# Supplied passage
Recently, I was faced with the challenge of removing duplicate lines from a number of large data files.

Typically, I use a combination or sort and uniq or just sort -u, but in this circumstance many duplicate lines were close together.

I found that, first, partially filtering duplicates by using a LRU cache to keep track of and omit recently seen lines doubled the speed.

#!/usr/bin/env python
# file: lru-uniq.py
import fileinput
from repoze.lru import LRUCache

size = 10000
cache = LRUCache(size)
for line in fileinput.input():
  if not cache.get(line):
    print line,
  cache.put(line, True)

$ time sort ns | uniq | wc -l
  936442
real	1m58.768s

$ time ./lru-uniq.py ns | sort | uniq | wc -l
  936442
real	0m55.236s

I wanted to speed it up a little more, and it turns out that although I have never written a program in Go before it was the fastest way to write a compiled version.

So, here it is, and I’m sure it is terrible Go.

package main

import (
  "os"
  "fmt"
  "bufio"
  "github.com/golang/groupcache/lru"
)

func main() {
  cache := lru.New(10000)
  stdin := bufio.NewReader(os.Stdin)
  for {
    line, err := stdin.ReadString('\n')
    if err != nil {
      break
    }
    _, hit := cache.Get(line)
    if !hit {
      fmt.Print(line)
    }
    cache.Add(line, 1) 
  }
}

$ time ./lru-uniq < ns | sort | uniq | wc -l
  936442
real	0m35.218s

# Records to use
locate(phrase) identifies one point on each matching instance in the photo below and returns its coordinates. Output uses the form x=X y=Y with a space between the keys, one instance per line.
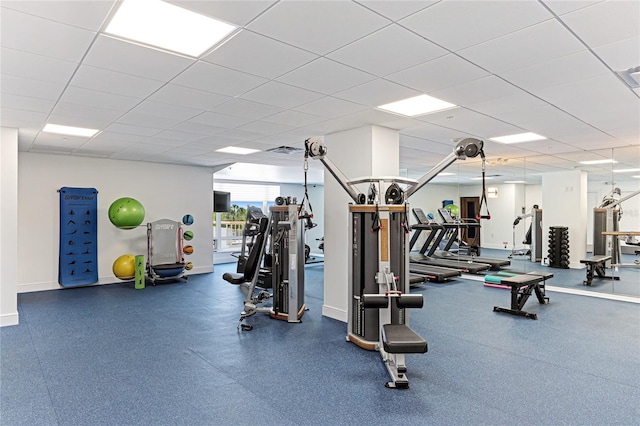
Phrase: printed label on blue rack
x=78 y=257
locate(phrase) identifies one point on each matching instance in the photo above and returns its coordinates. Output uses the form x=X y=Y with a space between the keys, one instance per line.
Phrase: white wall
x=8 y=229
x=564 y=203
x=165 y=191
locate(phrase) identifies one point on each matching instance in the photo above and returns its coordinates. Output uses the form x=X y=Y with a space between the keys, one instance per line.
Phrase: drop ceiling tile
x=237 y=12
x=330 y=107
x=480 y=90
x=280 y=95
x=264 y=128
x=587 y=22
x=40 y=36
x=197 y=128
x=188 y=98
x=597 y=99
x=523 y=48
x=386 y=51
x=258 y=55
x=62 y=141
x=567 y=69
x=169 y=111
x=440 y=73
x=83 y=14
x=96 y=115
x=247 y=109
x=620 y=55
x=129 y=129
x=128 y=58
x=179 y=135
x=318 y=27
x=293 y=118
x=474 y=21
x=504 y=107
x=80 y=96
x=103 y=80
x=223 y=121
x=20 y=119
x=27 y=103
x=217 y=79
x=325 y=76
x=436 y=133
x=397 y=9
x=146 y=120
x=11 y=84
x=32 y=66
x=471 y=122
x=376 y=92
x=240 y=135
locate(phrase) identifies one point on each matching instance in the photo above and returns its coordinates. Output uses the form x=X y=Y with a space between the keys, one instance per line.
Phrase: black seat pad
x=400 y=339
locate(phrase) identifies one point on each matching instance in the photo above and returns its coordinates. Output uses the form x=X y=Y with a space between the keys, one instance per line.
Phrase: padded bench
x=400 y=339
x=596 y=264
x=521 y=288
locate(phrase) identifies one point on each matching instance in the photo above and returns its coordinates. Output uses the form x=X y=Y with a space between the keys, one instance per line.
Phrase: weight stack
x=558 y=253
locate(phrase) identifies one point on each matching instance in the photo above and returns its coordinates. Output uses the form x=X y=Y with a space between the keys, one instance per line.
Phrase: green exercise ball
x=453 y=209
x=126 y=213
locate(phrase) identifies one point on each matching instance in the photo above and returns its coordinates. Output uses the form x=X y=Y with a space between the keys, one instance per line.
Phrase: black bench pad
x=400 y=339
x=596 y=259
x=233 y=278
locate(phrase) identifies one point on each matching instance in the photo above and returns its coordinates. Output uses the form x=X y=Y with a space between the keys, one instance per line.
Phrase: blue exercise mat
x=78 y=258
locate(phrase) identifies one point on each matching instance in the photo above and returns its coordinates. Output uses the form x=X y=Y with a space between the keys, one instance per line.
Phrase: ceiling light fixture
x=69 y=130
x=237 y=150
x=591 y=162
x=417 y=105
x=626 y=170
x=519 y=137
x=166 y=26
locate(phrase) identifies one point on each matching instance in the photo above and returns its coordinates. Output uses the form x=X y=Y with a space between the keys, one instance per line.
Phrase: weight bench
x=596 y=264
x=521 y=288
x=396 y=340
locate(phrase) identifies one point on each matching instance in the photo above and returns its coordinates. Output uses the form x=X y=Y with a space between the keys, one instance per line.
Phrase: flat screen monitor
x=221 y=201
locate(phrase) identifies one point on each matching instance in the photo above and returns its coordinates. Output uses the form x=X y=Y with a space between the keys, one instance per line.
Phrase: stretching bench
x=521 y=288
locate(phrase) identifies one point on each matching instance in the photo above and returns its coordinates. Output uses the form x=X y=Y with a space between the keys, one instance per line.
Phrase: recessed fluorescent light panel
x=608 y=161
x=517 y=138
x=417 y=105
x=237 y=150
x=69 y=130
x=166 y=26
x=626 y=170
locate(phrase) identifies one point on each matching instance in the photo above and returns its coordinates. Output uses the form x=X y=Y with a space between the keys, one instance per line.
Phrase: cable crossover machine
x=379 y=259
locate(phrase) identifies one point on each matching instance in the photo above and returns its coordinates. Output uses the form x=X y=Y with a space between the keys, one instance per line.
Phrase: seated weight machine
x=271 y=263
x=379 y=274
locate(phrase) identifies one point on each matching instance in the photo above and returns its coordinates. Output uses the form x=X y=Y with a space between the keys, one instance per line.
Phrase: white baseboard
x=44 y=286
x=337 y=314
x=9 y=319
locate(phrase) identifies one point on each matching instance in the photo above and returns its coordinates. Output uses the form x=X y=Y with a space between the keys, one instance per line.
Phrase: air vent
x=285 y=150
x=631 y=77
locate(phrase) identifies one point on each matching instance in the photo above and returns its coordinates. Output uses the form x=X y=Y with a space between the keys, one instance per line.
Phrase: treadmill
x=448 y=223
x=437 y=232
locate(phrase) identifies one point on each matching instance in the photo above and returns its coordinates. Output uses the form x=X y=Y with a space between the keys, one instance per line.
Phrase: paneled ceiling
x=297 y=69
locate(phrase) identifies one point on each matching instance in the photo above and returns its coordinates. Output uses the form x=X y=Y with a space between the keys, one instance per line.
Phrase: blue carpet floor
x=171 y=355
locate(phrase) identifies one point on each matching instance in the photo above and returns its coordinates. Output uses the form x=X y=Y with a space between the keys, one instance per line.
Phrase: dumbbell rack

# Exercise instructions
a - Reproduce the deduplication write-up verbatim from "Recently, I was" to "were close together.".
b - How many lines in the rows contain the string "bench"? Case counts. Reply with the number alone.

# Task results
a -
Recently, I was faced with the challenge of removing duplicate lines from a number of large data files.

Typically, I use a combination or sort and uniq or just sort -u, but in this circumstance many duplicate lines were close together.

b - 4